*Text passage*.
↓↓↓

On Wed, May 20, 2020 at 07:26:57AM -0400, Rik van Riel wrote:
After a few more weeks of digging, I have come to the tentative conclusion that either the XHCI driver, or the USB sound driver, or both, fail to handle USB errors correctly.
I have some questions at the bottom, after a (brief-ish) explanation of exactly what seems to go wrong.
TL;DR: arecord from a misbehaving device can hang forever after a USB error, due to poll on /dev/snd/timer never returning.
The details: under some mysterious circumstances, the PCM290x family sound chips can send more data than expected during an isochronous transfer, leading to a babble error. Those
Do these chips connect as USB-3 devices or as USB-2? (I wouldn't expect an audio device to use USB-3; it shouldn't need the higher bandwidth.)
circumstances seem to in part depend on the USB host controller and/or the electrical environment, since the chips work just fine for most people.
Receiving data past the end of the isochronous transfer window scheduled for a device results in the XHCI controller throwing a babble error, which moves the endpoint into halted state.
This is followed by the host controller software sending a reset endpoint command, and moving the endpoint into stopped state, as specified on pages 164-165 of the XHCI specification.
In general, errors such as babble are not supposed to stop isochronous endpoints.

↑↑↑

*Task goal*.
In the mailing list message, what happens when the XHCI controller receives data past the end of the isochronous transfer window scheduled for a device?

*Material provided*.
↓↓↓

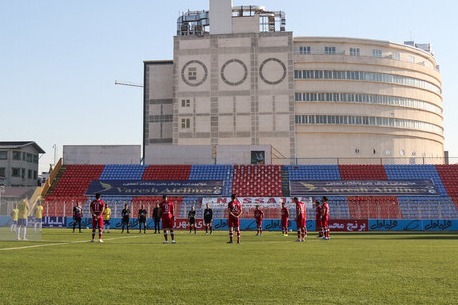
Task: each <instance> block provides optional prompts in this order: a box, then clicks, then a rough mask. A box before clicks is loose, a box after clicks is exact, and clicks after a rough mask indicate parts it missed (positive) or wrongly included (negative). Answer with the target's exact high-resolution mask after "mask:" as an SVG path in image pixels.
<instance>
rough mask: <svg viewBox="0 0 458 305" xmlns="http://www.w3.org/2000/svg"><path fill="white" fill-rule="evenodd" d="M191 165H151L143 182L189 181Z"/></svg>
mask: <svg viewBox="0 0 458 305" xmlns="http://www.w3.org/2000/svg"><path fill="white" fill-rule="evenodd" d="M190 172H191V165H149V166H148V167H147V168H146V169H145V171H144V173H143V176H142V179H143V180H188V179H189V174H190Z"/></svg>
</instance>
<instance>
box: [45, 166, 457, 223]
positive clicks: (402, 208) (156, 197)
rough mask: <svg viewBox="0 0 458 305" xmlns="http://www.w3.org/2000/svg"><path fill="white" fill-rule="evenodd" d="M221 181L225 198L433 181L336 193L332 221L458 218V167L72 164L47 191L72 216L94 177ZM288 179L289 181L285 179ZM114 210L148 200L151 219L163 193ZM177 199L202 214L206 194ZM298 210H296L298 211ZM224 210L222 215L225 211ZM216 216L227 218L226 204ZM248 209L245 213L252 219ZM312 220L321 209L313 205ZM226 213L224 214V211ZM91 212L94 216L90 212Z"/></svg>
mask: <svg viewBox="0 0 458 305" xmlns="http://www.w3.org/2000/svg"><path fill="white" fill-rule="evenodd" d="M98 179H100V180H218V181H223V187H224V190H223V196H225V197H229V196H230V194H231V193H233V192H234V193H237V194H238V196H239V197H285V196H289V181H293V180H314V181H317V180H322V181H324V180H331V181H332V180H398V179H406V180H409V179H426V180H431V181H432V182H433V183H434V185H435V186H436V187H437V189H438V190H439V196H397V197H395V196H349V197H346V196H333V195H329V194H323V195H328V198H329V205H330V209H331V219H332V218H334V219H369V218H380V219H382V218H383V219H386V218H395V219H399V218H403V219H412V218H413V219H429V218H437V219H447V218H458V212H457V210H458V184H457V183H456V181H458V165H384V166H382V165H287V166H280V165H192V166H191V165H131V164H130V165H117V164H116V165H115V164H108V165H66V166H62V169H61V171H60V172H59V174H58V177H57V180H56V181H55V182H54V185H53V186H52V187H51V189H50V191H49V193H48V194H47V195H46V200H45V203H44V208H45V214H46V215H50V216H53V215H55V216H62V215H66V216H71V215H72V208H73V206H74V205H75V204H76V202H80V203H81V204H82V205H83V211H86V212H87V213H88V209H89V205H88V204H87V203H88V202H89V201H90V200H91V199H92V198H88V197H87V196H85V193H86V190H87V187H88V186H89V184H90V183H91V181H92V180H98ZM282 179H283V181H282ZM104 199H105V201H106V202H108V203H109V204H110V206H111V208H112V213H113V217H117V216H119V215H120V212H121V210H122V209H123V207H124V204H125V203H128V204H129V205H130V206H131V208H132V212H133V214H132V216H133V217H136V213H137V211H138V209H139V208H140V205H141V204H143V205H144V206H145V208H146V209H147V210H148V213H149V216H148V217H151V213H152V210H153V208H154V205H155V202H156V201H160V200H161V198H160V197H159V196H148V197H144V196H137V197H135V196H133V197H132V196H110V197H109V198H104ZM171 200H172V201H174V202H175V203H176V212H177V213H176V216H177V217H179V218H186V217H187V212H188V211H189V209H190V207H191V206H192V205H194V206H195V207H196V211H197V216H198V217H201V216H199V215H200V214H201V212H202V205H201V203H200V202H201V201H200V198H197V197H176V198H171ZM292 212H294V211H292ZM221 213H222V214H221ZM221 213H220V212H219V211H215V217H224V216H225V212H224V208H222V209H221ZM250 213H251V211H247V212H246V214H245V217H251V216H252V215H251V214H250ZM265 213H266V215H265V217H266V218H269V217H273V218H276V217H278V207H277V206H273V207H272V208H271V209H270V208H268V207H266V209H265ZM307 213H308V215H309V218H310V219H313V217H314V215H315V212H314V210H313V208H311V207H309V209H308V211H307ZM220 214H221V215H220ZM86 215H88V214H86Z"/></svg>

↑↑↑

*Answer to the problem*.
It throws a babble error, which moves the endpoint into halted state.